_ASSIGNMENT_
Write out the part of the email history passage that begins at the words "Within 6 months" and stops after "receiving the emails.", copying it exactly.

_READING PASSAGE_
· · · · · · ·
Evolution of behavioural email
I’ve been asked to write a piece for a magazine about the future of behavioural email and as any good historian knows, before you start writing about the future you need to understand the past. So I thought I’d write down a few lines about how behavioural email has evolved over the last 10 years (it really has been around that long).
The first genuine example I can find of behavioural email (that’s email driven off behavioural information not simple transaction confirmation emails) was William Hill in 2001 with a registered and not deposited email targeting users that were warm (registered but had not deposited any money).
Within 6 months this evolved to include language variations, splits based on any errors people had experienced on site and had moved onto a deposit and not bet program. What this shows is how quickly, even in the early days, behavioural email was able to grow from one simple idea into double figures within a short period of time.
Within 12 months, finance sites were starting to understand the benefits of this growth area and it was the AA who took this and developed it further. The AA was the first to really test the genuine value of behaviourally based emails by splitting cells and seeing if those not receiving the emails were still coming back. I was lucky enough to carry out this particular study myself and we were able to prove those receiving the emails were 78% more likely to return to the site and buy than those not receiving the emails.
It was around this time email started to move much more towards being a key retention tool and less about pure acquisition for a number of reasons. Chief amongst them was the issue of deliverability and how ineffective pure acquisition based email was becoming. The average user was getting savvier to spam and there was a clear need to improve the targeted nature of email. Along with a greater use of segmentation, behavioural email was the best way to achieve this.
· · · · · · ·
_DATASET_

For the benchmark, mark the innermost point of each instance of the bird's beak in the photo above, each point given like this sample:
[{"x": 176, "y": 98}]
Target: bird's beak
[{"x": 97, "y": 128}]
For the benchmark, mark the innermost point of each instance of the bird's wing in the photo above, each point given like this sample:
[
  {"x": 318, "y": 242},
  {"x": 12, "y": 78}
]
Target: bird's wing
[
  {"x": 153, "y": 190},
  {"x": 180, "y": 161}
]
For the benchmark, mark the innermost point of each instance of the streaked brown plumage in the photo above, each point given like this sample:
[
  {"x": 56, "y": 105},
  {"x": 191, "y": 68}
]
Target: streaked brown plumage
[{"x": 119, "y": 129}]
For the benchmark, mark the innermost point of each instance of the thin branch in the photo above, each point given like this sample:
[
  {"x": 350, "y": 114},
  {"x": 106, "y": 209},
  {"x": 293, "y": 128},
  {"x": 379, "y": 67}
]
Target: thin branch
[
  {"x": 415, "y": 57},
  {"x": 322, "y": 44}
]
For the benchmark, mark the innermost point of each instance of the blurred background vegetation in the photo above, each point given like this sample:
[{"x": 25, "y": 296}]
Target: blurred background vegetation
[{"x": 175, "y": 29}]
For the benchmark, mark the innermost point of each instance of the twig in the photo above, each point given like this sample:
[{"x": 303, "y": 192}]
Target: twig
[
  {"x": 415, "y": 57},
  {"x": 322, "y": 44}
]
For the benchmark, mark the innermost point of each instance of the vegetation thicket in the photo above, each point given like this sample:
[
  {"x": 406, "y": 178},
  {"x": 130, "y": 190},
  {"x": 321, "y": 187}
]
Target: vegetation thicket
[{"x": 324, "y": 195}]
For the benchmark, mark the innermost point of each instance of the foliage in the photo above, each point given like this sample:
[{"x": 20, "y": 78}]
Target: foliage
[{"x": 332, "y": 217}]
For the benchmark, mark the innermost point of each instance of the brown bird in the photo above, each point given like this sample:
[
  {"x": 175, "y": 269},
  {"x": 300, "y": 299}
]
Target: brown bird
· · · · · · ·
_RESULT_
Within 6 months this evolved to include language variations, splits based on any errors people had experienced on site and had moved onto a deposit and not bet program. What this shows is how quickly, even in the early days, behavioural email was able to grow from one simple idea into double figures within a short period of time.
Within 12 months, finance sites were starting to understand the benefits of this growth area and it was the AA who took this and developed it further. The AA was the first to really test the genuine value of behaviourally based emails by splitting cells and seeing if those not receiving the emails were still coming back. I was lucky enough to carry out this particular study myself and we were able to prove those receiving the emails were 78% more likely to return to the site and buy than those not receiving the emails.